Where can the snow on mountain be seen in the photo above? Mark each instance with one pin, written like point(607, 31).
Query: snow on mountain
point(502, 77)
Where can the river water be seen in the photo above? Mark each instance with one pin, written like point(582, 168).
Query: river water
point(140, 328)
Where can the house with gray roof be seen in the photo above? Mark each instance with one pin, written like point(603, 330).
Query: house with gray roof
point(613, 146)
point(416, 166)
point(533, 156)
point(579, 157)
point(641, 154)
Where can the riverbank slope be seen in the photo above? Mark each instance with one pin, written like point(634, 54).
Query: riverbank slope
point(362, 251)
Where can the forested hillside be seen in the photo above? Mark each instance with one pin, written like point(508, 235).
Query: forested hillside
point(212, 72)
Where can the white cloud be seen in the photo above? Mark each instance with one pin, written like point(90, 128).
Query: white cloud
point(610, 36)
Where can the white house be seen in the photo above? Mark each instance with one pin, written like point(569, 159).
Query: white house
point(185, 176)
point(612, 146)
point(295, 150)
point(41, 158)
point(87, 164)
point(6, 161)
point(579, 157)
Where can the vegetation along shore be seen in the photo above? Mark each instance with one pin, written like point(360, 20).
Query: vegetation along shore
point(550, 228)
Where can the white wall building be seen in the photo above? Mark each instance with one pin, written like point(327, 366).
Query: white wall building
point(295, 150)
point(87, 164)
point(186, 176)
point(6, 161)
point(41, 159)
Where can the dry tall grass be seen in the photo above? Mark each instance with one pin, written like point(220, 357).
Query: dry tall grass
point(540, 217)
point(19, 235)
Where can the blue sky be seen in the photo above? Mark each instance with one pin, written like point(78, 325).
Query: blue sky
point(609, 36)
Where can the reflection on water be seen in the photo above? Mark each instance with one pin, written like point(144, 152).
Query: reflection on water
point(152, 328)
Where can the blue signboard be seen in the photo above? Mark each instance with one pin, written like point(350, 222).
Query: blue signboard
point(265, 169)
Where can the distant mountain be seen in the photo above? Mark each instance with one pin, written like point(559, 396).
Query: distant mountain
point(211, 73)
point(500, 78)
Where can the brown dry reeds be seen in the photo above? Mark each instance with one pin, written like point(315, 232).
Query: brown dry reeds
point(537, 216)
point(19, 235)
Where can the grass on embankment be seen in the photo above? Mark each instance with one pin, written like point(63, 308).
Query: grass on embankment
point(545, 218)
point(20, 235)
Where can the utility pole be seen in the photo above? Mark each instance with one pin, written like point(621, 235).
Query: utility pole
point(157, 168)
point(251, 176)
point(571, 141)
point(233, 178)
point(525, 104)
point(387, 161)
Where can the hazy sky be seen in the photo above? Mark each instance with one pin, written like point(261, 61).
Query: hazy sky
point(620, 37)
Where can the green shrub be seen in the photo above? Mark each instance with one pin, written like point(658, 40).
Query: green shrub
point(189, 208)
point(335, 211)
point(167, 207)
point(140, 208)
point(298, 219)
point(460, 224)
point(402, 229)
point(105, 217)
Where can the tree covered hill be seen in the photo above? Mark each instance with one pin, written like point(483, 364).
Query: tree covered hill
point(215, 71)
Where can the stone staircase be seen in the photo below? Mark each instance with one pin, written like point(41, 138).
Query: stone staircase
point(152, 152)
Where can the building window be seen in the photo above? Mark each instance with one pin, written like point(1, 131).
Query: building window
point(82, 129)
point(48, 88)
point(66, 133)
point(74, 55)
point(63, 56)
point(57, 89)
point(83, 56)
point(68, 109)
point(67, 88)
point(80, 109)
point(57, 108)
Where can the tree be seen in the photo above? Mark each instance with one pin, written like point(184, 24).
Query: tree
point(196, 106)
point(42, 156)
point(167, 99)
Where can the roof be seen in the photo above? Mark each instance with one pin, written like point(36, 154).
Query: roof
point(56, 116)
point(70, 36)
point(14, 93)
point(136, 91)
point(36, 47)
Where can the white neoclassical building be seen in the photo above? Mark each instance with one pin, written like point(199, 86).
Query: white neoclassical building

—————

## Requirements
Please render the lines above as a Markdown table with two columns, Row for the row number and Line for the line itself, leaving out any blank lines.

## Result for this task
| Row | Line |
|---|---|
| 1 | Where can the snow on mountain be seen in the photo above? Mark each instance with one pin, written like point(607, 31). |
| 2 | Query: snow on mountain |
| 3 | point(502, 77) |
| 4 | Where can the river water be seen in the photo above? Mark each instance with one pin, written like point(582, 168). |
| 5 | Query: river water |
| 6 | point(140, 328) |
| 7 | Where can the house with gray roof be seen in the photo above? Mark each instance with one pin, written like point(603, 330). |
| 8 | Query: house with gray roof |
| 9 | point(613, 146) |
| 10 | point(416, 166) |
| 11 | point(533, 156) |
| 12 | point(579, 157) |
| 13 | point(641, 154) |
| 14 | Where can the riverbank slope be seen in the photo above? Mark each instance with one pin, written like point(634, 54). |
| 15 | Query: riverbank slope |
| 16 | point(362, 251) |
| 17 | Where can the forested hillside be seen in the photo above? Mark each instance with one pin, written like point(508, 235). |
| 18 | Query: forested hillside |
| 19 | point(212, 72) |
| 20 | Where can the white cloud be seen in the photo above? Mark each instance with one pin, written like point(90, 128). |
| 21 | Query: white cloud |
| 22 | point(610, 36) |
| 23 | Where can the white house be seen in the photo above? Mark each instance with one pin, written like point(569, 159). |
| 24 | Query: white house |
| 25 | point(185, 176) |
| 26 | point(612, 146) |
| 27 | point(295, 150) |
| 28 | point(41, 158) |
| 29 | point(87, 164) |
| 30 | point(6, 161) |
| 31 | point(579, 157) |
| 32 | Where can the vegetation along shore be seen in the photo above? Mark each instance with one pin, written like point(360, 20). |
| 33 | Query: vegetation along shore |
| 34 | point(550, 228) |
| 35 | Where can the white wall building be seen in the photo above? Mark each instance with one pin, written like point(327, 366). |
| 36 | Query: white wall building |
| 37 | point(295, 150) |
| 38 | point(87, 164) |
| 39 | point(186, 176) |
| 40 | point(6, 161) |
| 41 | point(41, 159) |
| 42 | Where can the dry tall grass be seen in the photo above? Mark each instance with one pin, written like point(220, 357). |
| 43 | Query: dry tall grass |
| 44 | point(540, 217) |
| 45 | point(19, 235) |
| 46 | Where can the blue sky be seen in the photo above? Mark each instance with one pin, written like point(78, 325). |
| 47 | Query: blue sky |
| 48 | point(609, 36) |
| 49 | Where can the reflection on water be seen in the photo above? Mark each instance with one pin, written like point(144, 152). |
| 50 | Query: reflection on water |
| 51 | point(152, 328) |
| 52 | Where can the blue signboard be seen in the photo above? Mark each instance with one pin, written like point(350, 222). |
| 53 | Query: blue signboard |
| 54 | point(265, 169) |
| 55 | Where can the distant mountain be seen in the photo above? Mark each instance with one pin, written like point(559, 396). |
| 56 | Query: distant mountain |
| 57 | point(211, 73) |
| 58 | point(500, 78) |
| 59 | Where can the brown dry reeds be seen in the photo above? Mark each instance with one pin, written like point(315, 232). |
| 60 | Query: brown dry reeds |
| 61 | point(537, 216) |
| 62 | point(19, 235) |
| 63 | Where can the grass on embankment be seen in the photo above? Mark each instance with one pin, written like point(63, 308). |
| 64 | Query: grass on embankment |
| 65 | point(545, 218) |
| 66 | point(20, 235) |
| 67 | Where can the utility pole be seen in the photo above? Mark each instance with one pin, written like point(621, 235). |
| 68 | Query: utility pole |
| 69 | point(157, 168) |
| 70 | point(251, 176) |
| 71 | point(571, 141) |
| 72 | point(233, 178) |
| 73 | point(525, 104) |
| 74 | point(387, 161) |
| 75 | Where can the hazy sky be seen in the photo above? Mark each instance with one pin, written like point(261, 61). |
| 76 | Query: hazy sky |
| 77 | point(620, 37) |
| 78 | Where can the green shrub be seen in the photo above? Mark each instance with one pin, written like point(658, 40). |
| 79 | Query: green shrub |
| 80 | point(189, 208) |
| 81 | point(335, 211) |
| 82 | point(167, 207) |
| 83 | point(140, 208) |
| 84 | point(298, 219) |
| 85 | point(460, 224) |
| 86 | point(402, 229) |
| 87 | point(105, 217) |
| 88 | Where can the tree covered hill be seen in the photo above? Mark each instance with one pin, written like point(483, 364). |
| 89 | Query: tree covered hill |
| 90 | point(215, 71) |
| 91 | Where can the stone staircase be seen in the photo below? Mark each instance with one pin, written like point(41, 138). |
| 92 | Query: stone staircase |
| 93 | point(152, 152) |
| 94 | Where can the building window be seen in the photo above? Mark each instance with one pin, written like point(1, 131). |
| 95 | Query: building window |
| 96 | point(82, 129) |
| 97 | point(48, 88) |
| 98 | point(66, 133) |
| 99 | point(74, 55) |
| 100 | point(63, 56) |
| 101 | point(57, 89) |
| 102 | point(83, 56) |
| 103 | point(68, 109) |
| 104 | point(67, 88) |
| 105 | point(80, 109) |
| 106 | point(57, 108) |
| 107 | Where can the tree be seen in the photo above? Mark each instance with one pin, written like point(184, 24). |
| 108 | Query: tree |
| 109 | point(196, 106) |
| 110 | point(42, 156) |
| 111 | point(167, 99) |
| 112 | Where can the roof be seen in the photo above? Mark each instance with one pin, written like point(36, 154). |
| 113 | Query: roof |
| 114 | point(56, 116) |
| 115 | point(70, 36) |
| 116 | point(14, 93) |
| 117 | point(136, 91) |
| 118 | point(36, 47) |
| 119 | Where can the white neoclassical building be seen in the photo above? Mark each instance with one pin, written like point(199, 86). |
| 120 | Query: white neoclassical building |